[Given records Boundary: Start]

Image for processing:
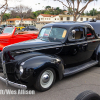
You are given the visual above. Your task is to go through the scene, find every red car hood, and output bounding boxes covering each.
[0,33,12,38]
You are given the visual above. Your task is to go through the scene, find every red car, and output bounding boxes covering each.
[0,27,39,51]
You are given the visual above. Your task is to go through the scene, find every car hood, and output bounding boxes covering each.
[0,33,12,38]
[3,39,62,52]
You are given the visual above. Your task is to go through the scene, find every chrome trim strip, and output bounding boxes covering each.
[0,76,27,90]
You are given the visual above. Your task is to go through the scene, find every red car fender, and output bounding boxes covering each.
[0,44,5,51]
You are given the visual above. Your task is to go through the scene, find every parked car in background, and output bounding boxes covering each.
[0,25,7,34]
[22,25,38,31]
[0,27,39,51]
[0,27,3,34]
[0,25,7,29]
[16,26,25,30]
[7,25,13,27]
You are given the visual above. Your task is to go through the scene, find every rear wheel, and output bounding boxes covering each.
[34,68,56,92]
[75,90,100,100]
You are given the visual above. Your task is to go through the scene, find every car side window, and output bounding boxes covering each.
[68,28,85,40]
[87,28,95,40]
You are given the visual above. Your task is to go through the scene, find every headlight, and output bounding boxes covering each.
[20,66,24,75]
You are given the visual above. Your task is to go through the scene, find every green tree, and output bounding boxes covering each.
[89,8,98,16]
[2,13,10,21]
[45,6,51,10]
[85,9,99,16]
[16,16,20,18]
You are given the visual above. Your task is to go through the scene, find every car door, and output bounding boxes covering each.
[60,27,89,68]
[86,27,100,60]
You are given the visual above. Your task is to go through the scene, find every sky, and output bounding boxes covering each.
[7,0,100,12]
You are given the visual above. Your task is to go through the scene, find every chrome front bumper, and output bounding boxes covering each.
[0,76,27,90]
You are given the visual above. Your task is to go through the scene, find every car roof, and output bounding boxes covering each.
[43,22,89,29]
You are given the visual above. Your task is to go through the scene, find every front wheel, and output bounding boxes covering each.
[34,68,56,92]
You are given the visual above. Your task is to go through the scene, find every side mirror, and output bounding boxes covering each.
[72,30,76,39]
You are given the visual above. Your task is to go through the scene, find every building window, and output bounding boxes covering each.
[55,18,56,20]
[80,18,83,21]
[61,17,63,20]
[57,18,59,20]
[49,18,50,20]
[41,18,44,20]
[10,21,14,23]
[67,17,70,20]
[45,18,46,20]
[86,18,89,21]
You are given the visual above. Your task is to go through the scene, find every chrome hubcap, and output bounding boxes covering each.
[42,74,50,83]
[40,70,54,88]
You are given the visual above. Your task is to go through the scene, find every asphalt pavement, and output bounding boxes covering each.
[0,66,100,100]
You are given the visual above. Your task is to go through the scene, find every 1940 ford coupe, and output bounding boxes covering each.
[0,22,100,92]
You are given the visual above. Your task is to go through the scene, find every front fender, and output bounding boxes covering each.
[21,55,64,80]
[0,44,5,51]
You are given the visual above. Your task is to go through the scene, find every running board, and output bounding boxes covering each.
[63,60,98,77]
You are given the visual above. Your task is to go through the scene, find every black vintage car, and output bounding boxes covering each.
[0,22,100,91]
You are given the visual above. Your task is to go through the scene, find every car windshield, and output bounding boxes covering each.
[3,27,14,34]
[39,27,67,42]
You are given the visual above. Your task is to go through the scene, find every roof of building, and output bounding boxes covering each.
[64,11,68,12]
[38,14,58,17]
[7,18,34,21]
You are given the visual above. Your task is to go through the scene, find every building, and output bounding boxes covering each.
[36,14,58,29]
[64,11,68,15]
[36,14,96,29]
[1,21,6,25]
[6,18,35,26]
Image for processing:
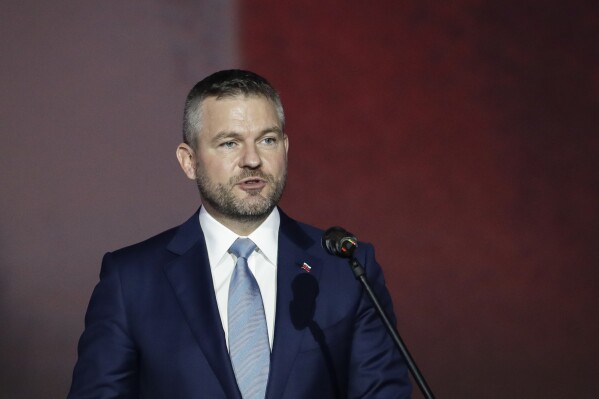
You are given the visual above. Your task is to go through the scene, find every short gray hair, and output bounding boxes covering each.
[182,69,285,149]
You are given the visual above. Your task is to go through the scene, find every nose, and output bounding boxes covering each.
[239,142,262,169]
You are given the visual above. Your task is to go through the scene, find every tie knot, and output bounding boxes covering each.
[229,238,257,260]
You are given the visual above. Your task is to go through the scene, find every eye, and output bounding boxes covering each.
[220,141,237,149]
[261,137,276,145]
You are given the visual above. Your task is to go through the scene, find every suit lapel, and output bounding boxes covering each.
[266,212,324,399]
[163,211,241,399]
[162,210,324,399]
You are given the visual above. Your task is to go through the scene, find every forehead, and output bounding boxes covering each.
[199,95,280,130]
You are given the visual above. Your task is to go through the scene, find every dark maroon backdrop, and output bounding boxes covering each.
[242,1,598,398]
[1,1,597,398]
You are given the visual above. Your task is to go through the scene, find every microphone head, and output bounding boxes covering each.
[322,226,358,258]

[Given records Boundary: End]

Directions
Pictures omitted, give the entries again exactly.

Output of the exercise
Image for processing:
You are given the visual above. Your task is to go through the scene, find every red car hood, and output bounding boxes covering each.
[0,33,12,38]
You are given the visual above. Your task is to go through the scene, find every red car, and output bounding boxes covering each.
[0,27,39,51]
You are given the visual above. Your task is to go through the scene, find every car hood, and output bounding boxes covering each.
[0,33,12,38]
[3,39,62,52]
You are given the visual above. Your task is to go through the scene, find every chrome trim strip, and output bounding boxes covering each.
[0,76,27,90]
You are given the visual above. Your task is to go through the scene, find every red car fender, and output bounding boxes covering each.
[0,44,5,51]
You are given the visual above. Your task is to go through the scene, find every parked car in background, and output bounding boxes covering each.
[0,25,7,34]
[22,25,38,31]
[0,27,39,51]
[0,27,3,34]
[0,25,7,29]
[16,26,25,30]
[7,25,13,27]
You are given the visual above. Your task is to go through the scene, find every rear wheel, and output bounding boxes covering each.
[34,68,56,92]
[75,90,100,100]
You are given the visual above. Your task is to go through the scene, find every car side window, and output bounding boxes covering each.
[68,28,85,40]
[87,28,95,40]
You are given the visual above. Your task is to go through the scene, find every headlight, and output bounding boxes covering each.
[20,66,24,75]
You are given the visual above. Your task is to go through the scene, find every green tree, and output bounding boxes covering each.
[89,8,98,16]
[2,13,10,21]
[45,6,51,10]
[85,9,99,16]
[16,16,20,18]
You are given the visual above. Your task is to go through the scene, find every car door, and output bounding boxes covering each.
[60,27,89,68]
[86,27,100,60]
You are given the visual above. Your task is to go through the scene, find every sky, and output bounding boxes covering each.
[7,0,100,12]
You are given the visual above. Your task is to go through the scene, find every chrome front bumper, and output bounding boxes covering each.
[0,76,27,90]
You are given the visual above. Your task is to go through the scene, find every car roof, and output bounding boxes covering each.
[43,22,89,29]
You are given the visual above. Your task is to go through the scene, find every front wheel, and output bounding boxes covering each.
[34,68,56,92]
You are given the visual above. Your task is to go through the scene, find every side mirror, and output bounding boxes covering each.
[72,30,76,39]
You are given the visual above. Your task is to go through the scene, find every building window, and output bounding boxes covering each.
[55,18,56,20]
[80,18,83,21]
[61,17,63,20]
[57,18,59,20]
[49,18,50,20]
[41,18,44,20]
[10,21,14,23]
[67,17,70,20]
[45,18,46,20]
[86,18,89,21]
You are given the visual above. Your task is to go through the scene, find every chrome hubcap, and output bounding boxes covering each.
[42,74,50,83]
[40,70,54,88]
You are given the visual above. Your task is to go through the scene, find every asphalt pavement, and output bounding boxes covering each.
[0,66,100,100]
You are given the visual above. Your task is to go through the scene, find every 1940 ford coupe, and output bounding boxes covering each.
[0,22,100,92]
You are given the visual above. Your task is to go through the scene, find every front fender, and output bounding boxes covering each.
[21,55,64,80]
[0,44,5,51]
You are given the visual above. Your task is to go through the scene, find every running board, and output bounding boxes covering each.
[63,60,98,77]
You are given the visual above. Your task is to go through the scene, find every black vintage car, and output bounding boxes covering each.
[0,22,100,91]
You are given the visual above. Your task is to go through the scene, find every car windshield, and output bounding boxes covering each.
[3,27,14,34]
[39,27,67,42]
You are given the visual above. Your task is to go through the scene, find every roof of building, and output bounding boxes covering each.
[64,11,68,12]
[38,14,58,17]
[7,18,34,21]
You are given the visual above. Your task is to go through the scene, find every building, and output bounding boxes covering each.
[36,14,58,29]
[64,11,68,15]
[36,14,96,29]
[1,21,6,25]
[6,18,35,26]
Image for processing:
You are given the visual above. Your task is to go through the scene, find every short gray hair, and output bounding boxes covering each.
[182,69,285,149]
You are given the visual above. Your task is to go through the scene, find every nose, and output bounding boxes covering each.
[239,142,262,169]
You are given the visual above. Your task is to go through the scene, find every tie knot, and output bounding boxes covering each.
[229,238,257,260]
You are given the visual above. Your task is to go through the scene, find every eye, and output bounding boxes covering each.
[220,141,237,149]
[261,137,276,145]
You are given the visual above. Your task is to go through the scene, find every suit lapel, and output bounding boxes covering each.
[266,212,324,399]
[163,211,241,399]
[162,210,324,399]
You are given the visual above. Your task is to go through the scene, find every forehead, and output bounding boxes covering each.
[199,95,280,130]
You are given the visual above. Your task is to go through the scene, find every dark maroon backdrop, and output bounding boxes covering each.
[242,1,598,398]
[1,1,597,398]
You are given the visual above. Your task is to go through the scene, find every microphone head, and output bounding boxes covering each.
[322,226,358,258]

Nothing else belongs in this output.